■ HOW TO COMPLETE THIS TASK ■
Where the material below has a line containing "box: [126, 123, 172, 189]", start repeating exactly, and keep going through the line containing "positive clicks: (123, 32) (358, 307)", with no other lines.

START EXERCISE INPUTS

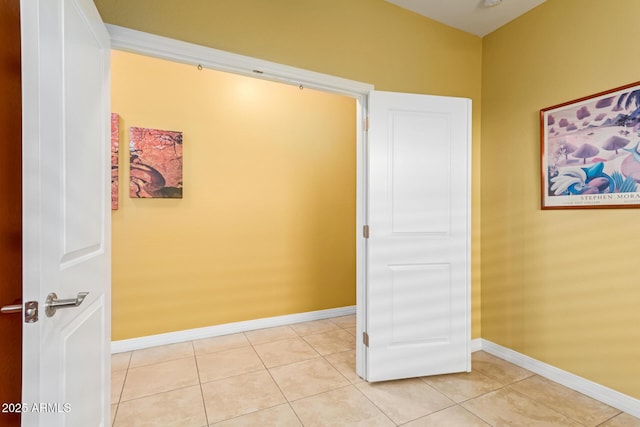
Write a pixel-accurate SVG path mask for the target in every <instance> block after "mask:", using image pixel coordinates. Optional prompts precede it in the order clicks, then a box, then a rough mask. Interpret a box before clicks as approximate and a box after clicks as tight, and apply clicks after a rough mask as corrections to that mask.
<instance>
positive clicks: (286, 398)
mask: <svg viewBox="0 0 640 427" xmlns="http://www.w3.org/2000/svg"><path fill="white" fill-rule="evenodd" d="M294 332H295V331H294ZM243 333H244V332H243ZM245 338H246V337H245ZM247 341H249V338H247ZM276 342H277V341H276ZM249 344H250V345H251V348H253V351H254V352H255V353H256V354H257V355H258V358H259V359H260V362H262V365H263V366H264V369H265V370H266V371H267V374H269V378H271V381H273V383H274V384H275V385H276V387H278V391H279V392H280V394H281V395H282V397H283V399H284V400H285V402H286V404H287V405H288V406H289V409H291V412H293V414H294V415H295V416H296V418H297V420H298V421H299V422H300V425H301V426H303V427H304V424H303V423H302V420H301V419H300V416H299V415H298V413H297V412H296V411H295V409H293V406H291V402H290V401H289V399H288V398H287V396H286V395H285V394H284V391H282V388H281V387H280V384H278V382H277V381H276V379H275V378H274V377H273V375H272V374H271V370H270V369H269V368H268V367H267V365H266V364H265V363H264V360H262V357H260V354H259V353H258V352H257V351H256V349H255V346H254V345H253V343H251V341H249ZM280 405H282V403H281V404H279V405H276V406H280ZM276 406H271V407H270V408H275V407H276ZM270 408H264V409H260V410H259V411H264V410H265V409H270ZM255 412H258V411H255Z"/></svg>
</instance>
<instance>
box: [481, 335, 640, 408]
mask: <svg viewBox="0 0 640 427" xmlns="http://www.w3.org/2000/svg"><path fill="white" fill-rule="evenodd" d="M473 341H479V342H480V347H481V349H482V350H483V351H486V352H487V353H489V354H492V355H494V356H496V357H499V358H500V359H503V360H506V361H507V362H511V363H513V364H514V365H517V366H520V367H521V368H524V369H528V370H529V371H531V372H534V373H536V374H538V375H540V376H542V377H545V378H548V379H550V380H551V381H554V382H556V383H558V384H562V385H563V386H565V387H569V388H570V389H572V390H575V391H578V392H580V393H582V394H585V395H587V396H589V397H592V398H594V399H596V400H599V401H600V402H603V403H606V404H607V405H609V406H612V407H614V408H616V409H619V410H621V411H624V412H626V413H628V414H630V415H633V416H634V417H638V418H640V400H638V399H635V398H633V397H631V396H628V395H626V394H623V393H620V392H618V391H615V390H613V389H610V388H608V387H605V386H603V385H600V384H598V383H595V382H593V381H590V380H588V379H586V378H582V377H580V376H578V375H575V374H572V373H570V372H567V371H564V370H562V369H559V368H556V367H555V366H551V365H549V364H547V363H544V362H541V361H539V360H536V359H534V358H532V357H529V356H526V355H524V354H522V353H518V352H517V351H514V350H511V349H509V348H506V347H503V346H501V345H499V344H495V343H493V342H491V341H488V340H485V339H482V338H479V339H477V340H473ZM473 345H474V344H473V343H472V346H473Z"/></svg>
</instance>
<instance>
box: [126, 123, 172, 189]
mask: <svg viewBox="0 0 640 427" xmlns="http://www.w3.org/2000/svg"><path fill="white" fill-rule="evenodd" d="M129 154H130V167H131V171H130V176H129V177H130V179H129V195H130V196H131V197H133V198H174V199H181V198H182V132H174V131H168V130H158V129H147V128H138V127H132V128H130V129H129Z"/></svg>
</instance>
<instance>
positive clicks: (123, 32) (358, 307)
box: [106, 24, 374, 377]
mask: <svg viewBox="0 0 640 427" xmlns="http://www.w3.org/2000/svg"><path fill="white" fill-rule="evenodd" d="M106 27H107V30H108V31H109V35H110V36H111V48H112V49H115V50H121V51H126V52H131V53H137V54H142V55H147V56H152V57H156V58H160V59H166V60H169V61H175V62H180V63H185V64H191V65H193V66H194V67H198V66H202V67H204V68H211V69H214V70H218V71H225V72H229V73H234V74H240V75H244V76H248V77H253V78H259V79H264V80H271V81H276V82H280V83H285V84H290V85H294V86H302V87H307V88H311V89H316V90H321V91H325V92H330V93H335V94H339V95H344V96H348V97H351V98H355V99H356V104H357V107H356V229H355V236H354V238H355V239H356V337H362V336H363V332H364V330H365V329H364V328H363V326H364V325H365V321H366V319H365V313H366V310H365V308H366V307H365V301H366V298H365V297H366V271H367V268H366V267H367V254H366V239H364V237H363V234H362V230H363V227H364V225H365V224H367V216H368V210H367V206H368V204H367V196H366V195H367V188H368V186H367V176H368V170H367V129H366V128H367V126H366V125H365V122H366V120H367V118H368V106H369V96H370V94H371V92H372V91H373V89H374V87H373V85H371V84H368V83H363V82H358V81H355V80H349V79H344V78H341V77H336V76H331V75H329V74H323V73H318V72H315V71H309V70H305V69H302V68H296V67H291V66H288V65H283V64H278V63H275V62H270V61H265V60H262V59H257V58H252V57H249V56H244V55H239V54H235V53H230V52H225V51H222V50H218V49H213V48H210V47H205V46H200V45H196V44H193V43H187V42H183V41H179V40H175V39H170V38H167V37H161V36H157V35H154V34H149V33H145V32H142V31H137V30H132V29H129V28H124V27H120V26H116V25H110V24H106ZM365 357H366V354H365V351H364V348H363V344H362V341H361V340H358V339H357V338H356V372H357V373H358V375H360V376H362V377H365V367H366V360H365Z"/></svg>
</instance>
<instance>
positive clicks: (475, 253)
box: [95, 0, 482, 339]
mask: <svg viewBox="0 0 640 427" xmlns="http://www.w3.org/2000/svg"><path fill="white" fill-rule="evenodd" d="M95 3H96V5H97V7H98V9H99V11H100V13H101V15H102V18H103V19H104V21H105V22H108V23H112V24H115V25H120V26H123V27H128V28H133V29H137V30H141V31H146V32H149V33H153V34H158V35H162V36H166V37H171V38H175V39H179V40H184V41H188V42H192V43H197V44H201V45H205V46H210V47H214V48H216V49H222V50H226V51H230V52H234V53H240V54H243V55H249V56H253V57H257V58H262V59H267V60H270V61H275V62H279V63H282V64H287V65H292V66H296V67H300V68H306V69H310V70H313V71H318V72H322V73H327V74H331V75H335V76H340V77H345V78H350V79H353V80H358V81H362V82H366V83H371V84H373V85H375V87H376V89H379V90H391V91H398V92H415V93H427V94H433V95H448V96H461V97H467V98H471V99H472V100H473V188H472V192H473V196H472V197H473V209H472V228H473V239H472V250H473V253H472V265H473V266H472V268H473V270H472V283H473V285H472V288H473V289H472V293H473V295H472V304H473V327H472V329H473V332H472V333H473V337H479V336H480V333H481V330H480V327H481V322H480V289H481V288H480V260H481V258H480V239H479V237H480V83H481V65H482V63H481V61H482V40H481V39H480V38H479V37H476V36H473V35H470V34H466V33H464V32H461V31H458V30H455V29H452V28H450V27H447V26H445V25H442V24H439V23H437V22H435V21H433V20H430V19H427V18H424V17H421V16H419V15H417V14H414V13H412V12H409V11H407V10H404V9H401V8H399V7H397V6H394V5H392V4H390V3H387V2H385V1H384V0H348V1H345V0H323V1H321V2H318V1H311V0H269V1H264V0H234V1H209V0H189V1H188V2H184V1H177V0H129V1H114V0H95ZM114 75H115V73H114ZM114 111H117V108H116V107H114ZM207 119H210V116H207ZM157 122H160V120H159V119H158V120H157ZM157 122H156V123H157ZM164 123H166V121H161V122H160V123H158V124H157V126H165V124H164ZM185 138H187V136H186V135H185ZM186 149H187V145H186V146H185V150H186ZM187 156H188V153H187V152H185V158H186V157H187ZM189 167H190V166H189V165H188V164H185V171H188V170H189ZM192 170H193V169H192ZM187 179H188V178H187V177H185V186H186V187H187V188H188V187H189V185H192V184H189V182H188V181H187ZM123 182H126V181H123ZM217 188H218V189H220V188H224V187H221V186H218V187H217ZM185 191H187V190H185ZM140 203H142V202H140ZM154 203H155V202H154ZM124 208H125V209H126V206H124ZM136 209H139V208H136ZM162 209H168V208H162ZM124 212H126V211H125V210H123V211H122V214H123V215H125V213H124ZM152 212H154V215H155V212H157V210H156V209H154V210H153V211H152ZM118 215H119V214H118ZM116 221H118V219H117V218H114V229H115V228H116V227H117V226H118V225H117V222H116ZM193 236H197V233H195V234H185V238H195V237H193ZM116 239H117V238H116ZM158 239H160V238H159V237H158ZM147 243H148V244H149V245H155V244H156V242H155V241H154V240H149V241H148V242H147ZM124 245H125V243H124V242H122V243H121V244H120V245H118V241H117V240H114V263H117V262H120V261H119V260H118V258H120V257H122V256H123V255H122V254H121V252H120V251H121V250H125V249H124V248H123V246H124ZM140 256H143V257H146V256H147V255H146V254H145V252H144V251H143V252H141V253H140ZM180 261H181V263H182V264H184V263H185V262H186V263H187V265H189V266H192V265H193V266H194V267H193V268H195V270H194V271H193V272H192V273H189V272H188V271H187V272H186V273H184V274H182V275H181V276H179V278H176V281H177V282H179V283H180V285H178V286H184V284H185V283H189V282H190V281H192V280H194V278H197V277H198V274H199V271H198V270H197V268H198V265H197V264H194V262H193V261H189V259H188V258H187V260H186V261H185V257H183V256H182V257H180ZM163 262H164V263H165V264H166V261H165V260H163ZM135 267H136V266H135V261H134V260H130V261H129V264H128V265H127V267H126V268H130V269H132V270H134V272H132V273H131V274H135ZM122 268H125V266H124V265H123V267H122ZM164 268H165V269H168V267H164ZM182 271H184V269H183V270H182ZM176 274H177V273H176ZM114 275H115V276H116V277H114V303H113V309H114V337H113V338H114V339H121V338H124V337H125V336H124V335H123V334H122V333H121V332H118V329H117V328H118V327H117V325H116V322H119V321H118V320H117V319H118V318H119V316H123V315H125V314H126V313H121V312H119V310H120V308H119V305H120V304H121V303H124V302H125V301H128V300H126V299H125V301H121V302H119V301H118V300H117V299H116V298H117V294H118V292H119V291H118V288H119V287H120V286H121V285H119V284H118V283H119V282H118V279H117V275H118V272H117V271H114ZM140 279H141V280H142V279H144V277H140ZM146 280H148V279H146ZM175 286H176V285H175V283H172V284H171V285H170V286H168V287H166V286H155V289H156V290H157V292H158V293H159V295H161V296H163V297H167V298H169V299H171V298H178V299H183V298H184V299H185V300H188V299H189V298H192V296H184V297H183V296H182V293H179V294H178V295H173V294H172V291H171V289H175ZM136 292H137V293H136ZM350 292H354V289H352V290H350ZM321 293H322V290H318V291H317V292H316V293H315V294H313V293H303V295H302V297H303V298H311V299H315V298H316V297H317V295H318V294H321ZM134 295H135V296H139V297H140V298H142V297H146V295H145V294H144V293H142V292H141V291H135V290H132V291H131V294H130V295H129V297H133V296H134ZM209 295H212V296H213V293H210V294H209ZM224 295H225V294H222V296H224ZM244 296H245V295H243V294H230V295H228V296H224V298H225V300H228V301H229V303H231V302H233V303H237V304H244V300H243V298H244ZM215 297H216V298H221V295H220V294H215ZM341 304H342V305H344V303H341V302H340V301H337V300H336V301H334V303H333V306H334V307H335V306H340V305H341ZM184 305H186V302H185V303H184ZM129 307H130V308H129V309H128V310H133V303H131V304H130V305H129ZM279 308H282V307H275V308H273V309H270V310H271V311H269V313H273V312H275V311H278V309H279ZM265 310H266V308H265ZM296 310H297V309H296ZM291 312H295V310H294V311H291ZM269 313H267V312H265V313H254V314H252V315H250V318H254V317H261V316H263V315H268V314H269ZM164 315H166V316H170V318H171V319H175V324H173V323H172V326H171V328H172V329H181V328H185V327H193V325H192V324H191V323H189V322H187V321H186V320H184V319H185V317H186V318H189V316H190V315H189V313H186V314H185V313H175V314H174V313H173V312H165V313H164ZM133 316H134V313H133V312H130V313H129V314H127V315H126V319H133ZM139 317H143V316H139ZM233 320H238V319H236V318H235V317H224V320H222V319H221V320H220V321H218V320H216V321H215V322H212V323H216V322H221V323H224V322H227V321H233ZM142 322H143V323H144V322H146V323H148V324H147V325H146V326H141V327H140V328H141V329H138V330H135V331H134V330H131V331H130V332H129V333H127V334H126V335H127V337H129V336H140V335H145V334H148V333H160V332H164V331H163V330H161V329H160V328H154V327H153V325H152V323H154V322H155V320H144V318H143V320H142ZM187 323H189V325H191V326H189V325H188V324H187ZM130 328H137V327H136V326H130ZM154 331H155V332H154Z"/></svg>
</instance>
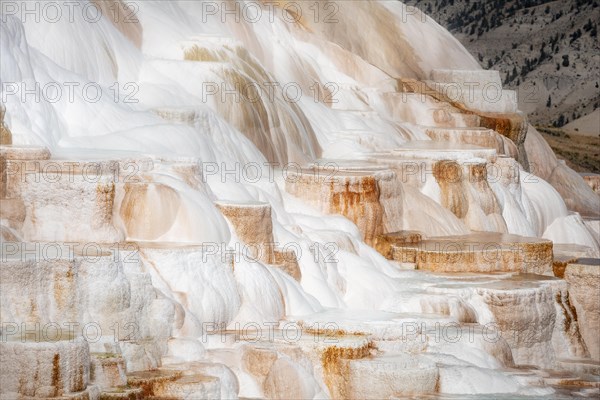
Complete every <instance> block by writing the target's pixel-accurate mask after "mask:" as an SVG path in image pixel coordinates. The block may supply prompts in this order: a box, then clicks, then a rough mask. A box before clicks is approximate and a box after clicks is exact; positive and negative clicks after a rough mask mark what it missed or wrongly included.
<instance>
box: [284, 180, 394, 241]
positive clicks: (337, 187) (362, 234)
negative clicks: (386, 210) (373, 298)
mask: <svg viewBox="0 0 600 400" xmlns="http://www.w3.org/2000/svg"><path fill="white" fill-rule="evenodd" d="M330 175H331V173H329V174H328V173H325V172H324V171H319V170H316V169H313V170H303V171H302V172H300V173H294V174H293V176H290V177H288V179H287V180H286V190H287V191H288V192H289V193H291V194H293V195H294V196H297V197H300V198H302V199H303V200H305V201H307V202H308V203H309V204H311V205H313V206H314V207H316V208H317V209H319V210H320V211H322V212H324V213H327V214H341V215H343V216H345V217H347V218H348V219H350V220H351V221H352V222H354V223H355V224H356V226H357V227H358V229H359V230H360V232H361V233H362V236H363V239H364V240H365V242H366V243H368V244H373V243H374V241H375V238H376V237H377V236H378V235H380V234H382V233H384V230H385V228H384V227H385V225H386V218H387V217H386V216H385V208H384V205H383V204H382V203H384V202H385V203H388V207H390V211H391V207H392V206H393V204H396V205H399V204H401V199H400V198H399V197H398V195H399V193H397V192H396V190H397V189H398V186H397V185H393V184H392V182H393V181H394V180H395V174H394V173H393V172H391V171H385V170H384V171H368V170H366V171H336V172H335V173H334V174H333V175H331V176H330ZM390 191H394V192H392V193H390ZM392 212H393V211H392ZM388 222H389V223H391V221H388Z"/></svg>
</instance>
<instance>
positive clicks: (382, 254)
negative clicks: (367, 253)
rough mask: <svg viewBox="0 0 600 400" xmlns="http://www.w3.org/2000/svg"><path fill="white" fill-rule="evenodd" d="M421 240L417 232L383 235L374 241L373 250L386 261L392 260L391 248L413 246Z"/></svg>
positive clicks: (391, 249) (398, 232)
mask: <svg viewBox="0 0 600 400" xmlns="http://www.w3.org/2000/svg"><path fill="white" fill-rule="evenodd" d="M422 239H423V237H422V235H421V233H419V232H417V231H400V232H394V233H384V234H382V235H379V236H377V238H376V239H375V250H377V251H378V252H379V253H380V254H381V255H382V256H384V257H385V258H387V259H388V260H392V259H393V247H394V246H402V245H414V244H417V243H419V242H420V241H421V240H422Z"/></svg>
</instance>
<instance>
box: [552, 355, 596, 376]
mask: <svg viewBox="0 0 600 400" xmlns="http://www.w3.org/2000/svg"><path fill="white" fill-rule="evenodd" d="M556 363H557V367H558V368H559V369H560V370H564V371H570V372H573V373H577V374H587V375H596V376H599V377H600V361H596V360H592V359H590V358H582V359H576V358H575V359H573V358H570V359H559V360H557V361H556Z"/></svg>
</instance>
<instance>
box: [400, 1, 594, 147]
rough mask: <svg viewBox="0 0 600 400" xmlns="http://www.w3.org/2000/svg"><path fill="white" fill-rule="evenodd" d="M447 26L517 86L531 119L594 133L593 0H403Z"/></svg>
mask: <svg viewBox="0 0 600 400" xmlns="http://www.w3.org/2000/svg"><path fill="white" fill-rule="evenodd" d="M405 3H406V4H408V5H412V6H416V7H418V8H419V9H421V10H422V11H424V12H425V13H427V14H428V15H430V16H431V17H432V18H434V19H435V20H436V21H437V22H438V23H440V24H441V25H442V26H444V27H446V28H447V29H448V30H450V31H451V32H452V33H453V34H454V35H455V36H456V37H457V38H458V40H460V41H461V42H462V43H463V45H465V47H467V49H469V51H470V52H471V53H472V54H474V55H475V57H476V58H477V59H478V60H479V62H480V64H481V66H482V67H484V68H488V69H496V70H499V71H501V73H502V76H503V79H504V84H505V86H506V87H508V88H511V89H516V90H518V93H519V106H520V108H521V109H522V110H523V111H525V112H527V113H528V114H529V117H530V121H531V123H533V124H535V125H538V126H548V127H562V126H565V125H567V124H569V123H573V121H575V120H579V119H580V118H581V117H584V116H586V115H590V114H592V113H593V117H592V118H590V117H588V118H587V119H586V120H585V121H588V120H590V121H591V122H588V123H579V125H578V124H577V123H576V124H575V125H576V126H578V129H577V131H579V130H580V129H583V130H584V131H588V130H591V131H590V132H582V133H584V134H588V135H591V136H595V137H597V136H598V129H599V127H598V125H599V121H598V119H599V113H600V111H596V112H594V110H597V109H598V108H599V107H600V89H599V85H600V45H599V41H598V24H599V22H600V1H598V0H558V1H548V0H507V1H502V0H407V1H405Z"/></svg>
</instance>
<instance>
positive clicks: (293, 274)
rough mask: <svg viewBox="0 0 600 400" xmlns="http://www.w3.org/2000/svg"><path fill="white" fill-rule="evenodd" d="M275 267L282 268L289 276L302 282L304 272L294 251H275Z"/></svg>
mask: <svg viewBox="0 0 600 400" xmlns="http://www.w3.org/2000/svg"><path fill="white" fill-rule="evenodd" d="M274 256H275V257H274V260H273V262H274V265H275V266H277V267H279V268H281V269H282V270H283V271H285V272H286V273H287V274H288V275H290V276H291V277H292V278H294V279H295V280H296V281H298V282H300V281H301V280H302V271H301V270H300V265H299V264H298V258H297V257H296V253H295V252H294V251H292V250H278V249H275V250H274Z"/></svg>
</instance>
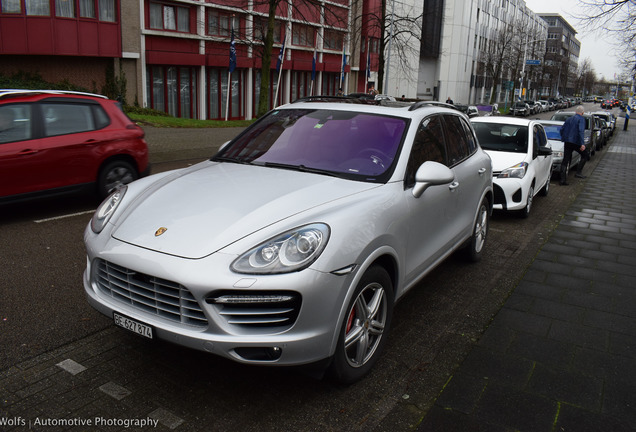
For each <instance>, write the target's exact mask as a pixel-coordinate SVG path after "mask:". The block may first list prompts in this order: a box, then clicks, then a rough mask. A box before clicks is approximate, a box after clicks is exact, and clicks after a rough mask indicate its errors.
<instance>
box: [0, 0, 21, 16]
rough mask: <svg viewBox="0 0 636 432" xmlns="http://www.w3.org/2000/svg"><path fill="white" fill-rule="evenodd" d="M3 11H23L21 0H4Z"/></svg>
mask: <svg viewBox="0 0 636 432" xmlns="http://www.w3.org/2000/svg"><path fill="white" fill-rule="evenodd" d="M0 10H1V11H2V13H22V8H21V7H20V0H2V9H0Z"/></svg>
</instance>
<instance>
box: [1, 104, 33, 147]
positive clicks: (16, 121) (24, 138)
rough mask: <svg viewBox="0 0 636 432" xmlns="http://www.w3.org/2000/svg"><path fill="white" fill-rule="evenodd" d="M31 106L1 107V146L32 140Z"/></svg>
mask: <svg viewBox="0 0 636 432" xmlns="http://www.w3.org/2000/svg"><path fill="white" fill-rule="evenodd" d="M31 133H32V132H31V104H20V103H17V104H9V105H1V106H0V144H2V143H9V142H15V141H24V140H28V139H31Z"/></svg>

END EXERCISE INPUTS

■ ANSWER FOR THIS EXERCISE ■
box: [126, 123, 172, 189]
mask: <svg viewBox="0 0 640 427" xmlns="http://www.w3.org/2000/svg"><path fill="white" fill-rule="evenodd" d="M129 154H130V167H131V171H130V176H129V177H130V179H129V195H130V196H131V197H133V198H174V199H181V198H182V132H174V131H168V130H158V129H147V128H138V127H132V128H130V129H129Z"/></svg>
</instance>
<instance>
positive clicks: (123, 32) (358, 307)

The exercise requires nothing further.